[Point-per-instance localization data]
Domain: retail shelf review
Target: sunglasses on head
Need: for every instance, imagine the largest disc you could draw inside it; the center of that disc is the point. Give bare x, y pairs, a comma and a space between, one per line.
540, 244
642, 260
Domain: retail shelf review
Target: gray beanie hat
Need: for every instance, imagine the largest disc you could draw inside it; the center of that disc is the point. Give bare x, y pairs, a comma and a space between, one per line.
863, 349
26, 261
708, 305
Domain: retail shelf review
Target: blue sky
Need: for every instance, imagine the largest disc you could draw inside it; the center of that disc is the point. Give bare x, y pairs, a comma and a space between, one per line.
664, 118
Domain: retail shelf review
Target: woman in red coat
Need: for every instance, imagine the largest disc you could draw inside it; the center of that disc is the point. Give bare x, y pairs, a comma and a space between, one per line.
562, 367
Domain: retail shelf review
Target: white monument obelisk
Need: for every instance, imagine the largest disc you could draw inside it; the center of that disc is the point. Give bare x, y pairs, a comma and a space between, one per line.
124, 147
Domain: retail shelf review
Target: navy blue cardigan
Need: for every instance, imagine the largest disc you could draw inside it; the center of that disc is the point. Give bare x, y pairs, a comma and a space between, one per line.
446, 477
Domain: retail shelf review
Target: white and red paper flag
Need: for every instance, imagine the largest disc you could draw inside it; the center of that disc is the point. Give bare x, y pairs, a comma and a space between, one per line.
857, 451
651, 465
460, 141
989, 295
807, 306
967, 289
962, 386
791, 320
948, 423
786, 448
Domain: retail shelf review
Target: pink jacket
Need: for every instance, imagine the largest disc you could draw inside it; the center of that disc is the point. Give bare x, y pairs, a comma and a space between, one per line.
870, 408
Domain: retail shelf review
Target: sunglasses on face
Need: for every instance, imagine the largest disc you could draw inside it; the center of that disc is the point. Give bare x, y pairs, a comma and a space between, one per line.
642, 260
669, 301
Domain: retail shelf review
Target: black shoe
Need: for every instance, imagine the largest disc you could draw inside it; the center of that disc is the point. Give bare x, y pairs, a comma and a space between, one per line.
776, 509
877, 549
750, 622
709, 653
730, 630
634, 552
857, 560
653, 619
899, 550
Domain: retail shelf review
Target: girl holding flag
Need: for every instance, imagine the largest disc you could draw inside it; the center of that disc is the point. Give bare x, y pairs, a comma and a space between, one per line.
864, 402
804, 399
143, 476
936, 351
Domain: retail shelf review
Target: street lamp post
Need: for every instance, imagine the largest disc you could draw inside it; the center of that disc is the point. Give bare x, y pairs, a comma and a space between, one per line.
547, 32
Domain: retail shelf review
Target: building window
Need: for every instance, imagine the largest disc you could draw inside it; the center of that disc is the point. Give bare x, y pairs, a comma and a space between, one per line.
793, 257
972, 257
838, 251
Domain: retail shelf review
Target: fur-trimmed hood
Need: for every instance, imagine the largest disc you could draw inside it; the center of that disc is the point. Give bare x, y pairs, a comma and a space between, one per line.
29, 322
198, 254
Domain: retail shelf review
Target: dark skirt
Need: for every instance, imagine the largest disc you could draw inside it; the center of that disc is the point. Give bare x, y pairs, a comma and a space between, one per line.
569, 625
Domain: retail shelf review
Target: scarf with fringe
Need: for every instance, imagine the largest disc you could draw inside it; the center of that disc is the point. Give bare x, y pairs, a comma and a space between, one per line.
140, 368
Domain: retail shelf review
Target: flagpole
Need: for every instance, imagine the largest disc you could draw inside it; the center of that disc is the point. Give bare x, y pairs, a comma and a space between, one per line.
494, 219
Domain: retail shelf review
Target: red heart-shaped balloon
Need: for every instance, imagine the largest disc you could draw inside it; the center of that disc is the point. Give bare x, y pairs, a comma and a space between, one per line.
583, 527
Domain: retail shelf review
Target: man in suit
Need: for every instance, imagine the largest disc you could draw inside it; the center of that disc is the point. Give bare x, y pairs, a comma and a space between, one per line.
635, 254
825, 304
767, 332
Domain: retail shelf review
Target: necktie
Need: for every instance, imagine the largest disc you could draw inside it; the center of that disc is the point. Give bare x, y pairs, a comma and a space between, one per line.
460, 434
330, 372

● Description of the task
Restate each entry word for word.

● Written solution
Domain: retail shelf review
Target: sunglasses on head
Need: for every instance, imagine the largest disc you could draw inside it; the center of that disc is the point. Give bare x, y pairs, a comma and a space between, one per line.
540, 244
642, 260
Domain: retail shelf review
Target: gray beanie hat
Need: for every instance, imagine the largest disc you could draw inside it; the center of that disc is the point. Give bare x, y pairs, a comma and a space between, one per line.
863, 349
26, 261
708, 305
Domain: retail shelf review
Target: blue sky
Need: for every instance, imagine the largest disc you could draw inside it; the center of that disc is the point. Give bare x, y pairs, a comma and a space between, one per line.
664, 118
Domain: retail shelf review
Target: woman in red coat
Need: for every instance, imagine the largest disc you could draw inside it; the center of that disc is the point. Give bare x, y pairs, a comma and a space between, one per line.
562, 367
Domain: retail shelf review
Target: white monument obelisk
Need: for every instance, imagine the largest disc you could draw inside it; the center of that disc is the point. Give bare x, y pairs, a comma and a space between, one per line.
124, 147
Domain: retail shelf review
Target: navy blue cardigan
Need: for every instance, imagine the largest disc you could draw inside it; the center of that disc is the point. Give bare x, y pairs, a comma and a space between, one per line.
446, 477
Domain: retail shelf review
Target: white and red paper flag
Need: for every instance, imagine the largest disc you could draw inside it; the center of that disc is the point. Give bare x, y pairs, a comma and a space between, one per line.
857, 451
651, 465
460, 141
989, 295
807, 306
967, 289
962, 386
791, 320
948, 423
786, 448
Domain: retail shelf review
Target: pink jacket
Need: for every instance, imagine the largest disc you could draw inside it; the center of that disc is the point. Give bare x, y pairs, a comma and a space between, one per line.
870, 408
Domain: retail shelf review
Target: sunglasses on face
Need: for every instance, imagine the largest disc you could draw inside it; the center of that disc is the point. Give bare x, y pairs, a comma and a space between, one per line.
642, 260
669, 301
Domain: retail shelf review
Target: black shoe
Need: for every instance, imagine the largest disc you could draw inside it; the center of that disc is the point. Give bare x, y pairs, a comma and a space between, one per line.
776, 509
877, 549
750, 622
709, 653
730, 630
634, 552
857, 560
653, 619
899, 550
Domain: retail shelf review
Target: girl holding flag
Need: for every instance, imagine the largest disc you could draw inside it; the center of that disc is the point. Give bare x, y pairs, a comma and a space between, one per line.
864, 402
804, 399
143, 476
936, 351
Domain: retail shelf review
Target: street lamp post
Need: for every instance, imagine the largest disc you could draw inside it; the center of that disc is the point. Give bare x, y pairs, a comma and a space between, one per line.
547, 32
Domain: retail shelf review
Target: building window
Need: for every instance, imagine the largest disc you could draw inside it; the center of that disc is the point. Give bare x, y pairs, a comma and a space between, one per line.
793, 257
972, 257
838, 251
Domain: retail shelf review
Target: fur-trimmed hood
Need: for every instance, imagine the largest disc you could draw inside it; the center of that disc is the point. Give bare x, y pairs, a comma and a space between, one per line.
29, 322
198, 254
Domain: retail shelf review
Target: dark skirt
Need: for every instance, imagine the largest disc you could draw inside it; the center of that disc is the point. Give bare x, y pairs, a comma and a space between, one per line.
569, 625
Domain: retail shelf review
Target: scarf with fringe
Need: for every instance, imagine the largest disc you could draw inside it; the center of that disc is the point. Give bare x, y pairs, a comma and a space between, one per line.
140, 368
Domain: retail shelf review
Target: flagpole
Need: for every instance, imagine the largest disc you could draw inside it; the center of that disc is the point. Give bare x, y pairs, a comma and a space between, one per line.
494, 219
Domain: retail shelf review
Target: red heart-shaped balloon
Need: for every instance, imagine the largest disc you could draw inside it; the center of that disc is the point. Give bare x, y pairs, a comma and a space between, one per line.
583, 527
Domain: retail shelf review
Target: man in suit
Need: for every instance, imagine the largest disc you could draw inside it; the center of that disc is the point. Give bare x, y pairs, a comma and a space between, one per line.
635, 254
825, 304
767, 332
Domain: retail shelf review
Target: necktie
Need: for every instance, imagine the largest disc you could draw inside it; the center of that disc is the point. Give bare x, y pairs, a comma and a space between, one per line.
460, 434
330, 372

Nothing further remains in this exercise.